(Point annotation records)
>>>>>

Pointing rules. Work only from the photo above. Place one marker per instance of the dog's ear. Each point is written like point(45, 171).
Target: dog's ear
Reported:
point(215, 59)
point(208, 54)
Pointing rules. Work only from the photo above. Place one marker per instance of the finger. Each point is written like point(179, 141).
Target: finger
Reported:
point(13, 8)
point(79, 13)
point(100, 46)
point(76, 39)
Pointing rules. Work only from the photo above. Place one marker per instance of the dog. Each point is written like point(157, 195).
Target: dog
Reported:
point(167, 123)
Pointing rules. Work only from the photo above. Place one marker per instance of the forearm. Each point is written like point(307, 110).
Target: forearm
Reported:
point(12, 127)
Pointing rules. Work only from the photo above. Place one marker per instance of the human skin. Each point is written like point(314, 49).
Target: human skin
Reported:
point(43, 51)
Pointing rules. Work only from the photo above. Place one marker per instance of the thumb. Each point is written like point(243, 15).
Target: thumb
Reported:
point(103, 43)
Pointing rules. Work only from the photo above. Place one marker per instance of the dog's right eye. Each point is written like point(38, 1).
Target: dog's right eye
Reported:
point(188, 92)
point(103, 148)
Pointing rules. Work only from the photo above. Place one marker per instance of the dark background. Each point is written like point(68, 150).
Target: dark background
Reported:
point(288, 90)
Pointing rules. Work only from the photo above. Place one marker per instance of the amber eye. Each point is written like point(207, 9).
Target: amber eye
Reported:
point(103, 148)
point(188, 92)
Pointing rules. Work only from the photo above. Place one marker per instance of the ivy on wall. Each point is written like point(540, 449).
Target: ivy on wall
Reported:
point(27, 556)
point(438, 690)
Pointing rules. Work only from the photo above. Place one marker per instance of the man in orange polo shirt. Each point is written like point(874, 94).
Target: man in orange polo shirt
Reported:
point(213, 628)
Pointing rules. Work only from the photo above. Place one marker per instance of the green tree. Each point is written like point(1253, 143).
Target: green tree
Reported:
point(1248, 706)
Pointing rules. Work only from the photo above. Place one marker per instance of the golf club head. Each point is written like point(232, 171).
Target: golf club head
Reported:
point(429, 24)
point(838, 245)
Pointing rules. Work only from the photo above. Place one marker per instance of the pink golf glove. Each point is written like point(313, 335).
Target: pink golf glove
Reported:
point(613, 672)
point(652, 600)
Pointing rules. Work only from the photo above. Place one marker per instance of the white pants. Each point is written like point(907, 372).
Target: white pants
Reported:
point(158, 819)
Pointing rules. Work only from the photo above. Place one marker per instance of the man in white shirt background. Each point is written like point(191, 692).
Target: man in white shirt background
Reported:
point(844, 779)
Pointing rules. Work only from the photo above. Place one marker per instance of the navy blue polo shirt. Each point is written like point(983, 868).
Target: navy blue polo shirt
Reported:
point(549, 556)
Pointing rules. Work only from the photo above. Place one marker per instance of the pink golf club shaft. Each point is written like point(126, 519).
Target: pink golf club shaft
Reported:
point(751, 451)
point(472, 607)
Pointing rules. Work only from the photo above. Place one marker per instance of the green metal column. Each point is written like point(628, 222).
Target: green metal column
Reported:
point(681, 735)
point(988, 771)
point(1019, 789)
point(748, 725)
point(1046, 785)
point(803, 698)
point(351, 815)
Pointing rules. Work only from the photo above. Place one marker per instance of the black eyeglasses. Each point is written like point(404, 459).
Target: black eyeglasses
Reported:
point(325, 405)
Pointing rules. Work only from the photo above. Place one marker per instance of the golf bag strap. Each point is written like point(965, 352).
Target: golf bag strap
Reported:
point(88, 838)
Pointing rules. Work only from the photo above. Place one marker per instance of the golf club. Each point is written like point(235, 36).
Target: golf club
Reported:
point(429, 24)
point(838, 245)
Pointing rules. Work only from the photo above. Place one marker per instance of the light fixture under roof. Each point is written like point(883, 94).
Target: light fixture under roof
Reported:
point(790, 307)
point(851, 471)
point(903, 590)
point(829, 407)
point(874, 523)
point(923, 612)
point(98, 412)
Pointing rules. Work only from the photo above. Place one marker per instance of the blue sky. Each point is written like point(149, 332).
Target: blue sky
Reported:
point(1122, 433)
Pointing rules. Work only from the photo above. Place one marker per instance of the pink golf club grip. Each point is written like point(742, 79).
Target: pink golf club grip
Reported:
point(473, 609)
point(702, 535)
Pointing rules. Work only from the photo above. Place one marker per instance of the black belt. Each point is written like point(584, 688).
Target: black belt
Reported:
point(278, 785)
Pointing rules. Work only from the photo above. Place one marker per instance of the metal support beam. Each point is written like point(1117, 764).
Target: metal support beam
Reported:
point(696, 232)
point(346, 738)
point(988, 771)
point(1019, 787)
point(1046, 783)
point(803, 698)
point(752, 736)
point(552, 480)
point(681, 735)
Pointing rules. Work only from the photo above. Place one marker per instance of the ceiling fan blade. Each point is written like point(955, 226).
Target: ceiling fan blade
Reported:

<<<<<

» **WRITTEN TASK**
Locate the line with "like point(742, 79)." in the entries above; extract it and every line after it, verbatim.

» **SOLUTION FOR THIS PROBLEM**
Pointing rules. Work only from the photo above. Place one marker per instance of the pink golf club grip. Each point is written like point(742, 79).
Target: pink golf club grip
Reported:
point(473, 609)
point(702, 535)
Pointing rules. Work only from the photo above. Place one marker per instance of the black belt. Each point is written like point(584, 688).
Target: black belt
Reported:
point(278, 785)
Pointing rules. Work only from the photo above. Place one marker per instance of the metal support beam. Each point is written like point(1117, 764).
Target: metal support beam
Reported:
point(696, 232)
point(346, 738)
point(988, 771)
point(1019, 787)
point(1046, 783)
point(803, 698)
point(752, 736)
point(552, 480)
point(681, 735)
Pointing rules. Work only from the photo above. Place one marker per instance of the ceiling fan blade. Each point is written like point(955, 226).
Target: ceiling fan blade
Reported:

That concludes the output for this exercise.